TRECHO APRESENTADO:
Possibilidade de revisão da coisa julgada incidente sobre contratos de previdência complementar, por força da alteração do estado de direito corolário da edição de precedente de Corte Superior.

sexta-feira, 28 de maio de 2021

Atualizado às 16:08

 (Imagem: Arte Migalhas)

(Imagem: Arte Migalhas)

- Introdução.

O contrato de previdência complementar é um dos exemplos mais pronunciados de relação de trato sucessivo, não raro podendo contemplar um século de duração, desde a primeira contribuição do participante ao plano, no início de seu vínculo laboral, até o adimplemento da última prestação à pensionista.

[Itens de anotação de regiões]
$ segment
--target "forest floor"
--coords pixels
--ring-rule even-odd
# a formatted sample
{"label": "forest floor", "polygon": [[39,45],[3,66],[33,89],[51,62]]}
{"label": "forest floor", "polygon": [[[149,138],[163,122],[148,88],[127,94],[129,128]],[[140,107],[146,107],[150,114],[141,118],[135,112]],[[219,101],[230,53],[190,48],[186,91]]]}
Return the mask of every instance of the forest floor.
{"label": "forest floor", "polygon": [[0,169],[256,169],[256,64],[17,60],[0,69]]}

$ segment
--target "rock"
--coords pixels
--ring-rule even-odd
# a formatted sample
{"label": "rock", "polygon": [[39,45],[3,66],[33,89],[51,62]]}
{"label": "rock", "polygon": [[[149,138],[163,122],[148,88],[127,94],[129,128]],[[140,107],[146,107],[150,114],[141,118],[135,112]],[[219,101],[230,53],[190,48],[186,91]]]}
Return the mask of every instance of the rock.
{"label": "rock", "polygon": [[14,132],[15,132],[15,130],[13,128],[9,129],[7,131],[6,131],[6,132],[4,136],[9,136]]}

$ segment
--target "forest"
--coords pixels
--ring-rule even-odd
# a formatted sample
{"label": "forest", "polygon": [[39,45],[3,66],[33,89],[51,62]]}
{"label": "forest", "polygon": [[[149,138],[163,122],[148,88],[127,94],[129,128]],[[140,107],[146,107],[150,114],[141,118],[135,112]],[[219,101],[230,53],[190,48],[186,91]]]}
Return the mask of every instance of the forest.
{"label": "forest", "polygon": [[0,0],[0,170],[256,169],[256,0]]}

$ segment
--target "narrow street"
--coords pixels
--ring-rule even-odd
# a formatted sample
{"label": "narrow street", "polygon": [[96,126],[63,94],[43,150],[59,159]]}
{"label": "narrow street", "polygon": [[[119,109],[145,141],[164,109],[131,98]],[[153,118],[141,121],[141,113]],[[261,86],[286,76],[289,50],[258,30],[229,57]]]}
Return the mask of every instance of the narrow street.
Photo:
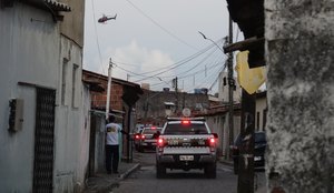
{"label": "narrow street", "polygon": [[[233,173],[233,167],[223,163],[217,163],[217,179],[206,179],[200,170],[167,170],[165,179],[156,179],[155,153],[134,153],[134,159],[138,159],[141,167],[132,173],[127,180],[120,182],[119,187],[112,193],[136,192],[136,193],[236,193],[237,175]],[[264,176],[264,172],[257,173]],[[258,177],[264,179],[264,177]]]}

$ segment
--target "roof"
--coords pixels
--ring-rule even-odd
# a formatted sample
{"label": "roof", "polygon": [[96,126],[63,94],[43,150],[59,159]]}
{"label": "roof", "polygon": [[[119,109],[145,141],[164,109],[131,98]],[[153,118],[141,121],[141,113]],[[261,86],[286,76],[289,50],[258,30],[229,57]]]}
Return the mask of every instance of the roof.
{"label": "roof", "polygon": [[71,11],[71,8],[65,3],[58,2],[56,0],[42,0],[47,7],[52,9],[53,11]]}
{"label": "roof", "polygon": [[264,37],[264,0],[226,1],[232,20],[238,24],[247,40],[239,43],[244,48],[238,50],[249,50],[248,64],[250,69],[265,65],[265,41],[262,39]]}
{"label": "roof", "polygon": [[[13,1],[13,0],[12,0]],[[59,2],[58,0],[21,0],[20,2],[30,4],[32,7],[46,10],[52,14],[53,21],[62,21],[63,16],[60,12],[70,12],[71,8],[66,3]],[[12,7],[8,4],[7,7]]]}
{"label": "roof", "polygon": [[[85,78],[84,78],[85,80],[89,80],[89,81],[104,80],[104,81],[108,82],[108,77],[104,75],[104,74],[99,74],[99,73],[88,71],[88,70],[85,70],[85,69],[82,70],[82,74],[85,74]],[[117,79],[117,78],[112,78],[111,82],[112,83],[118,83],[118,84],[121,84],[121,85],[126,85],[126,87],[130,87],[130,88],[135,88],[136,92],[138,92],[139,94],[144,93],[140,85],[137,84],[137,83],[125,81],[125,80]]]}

ENUNCIADO DO EXERCÍCIO: Segundo o trecho apresentado, qual duração um contrato de previdência complementar pode chegar a contemplar?

RESPOSTA AO EXERCÍCIO: Não raro, pode contemplar um século de duração.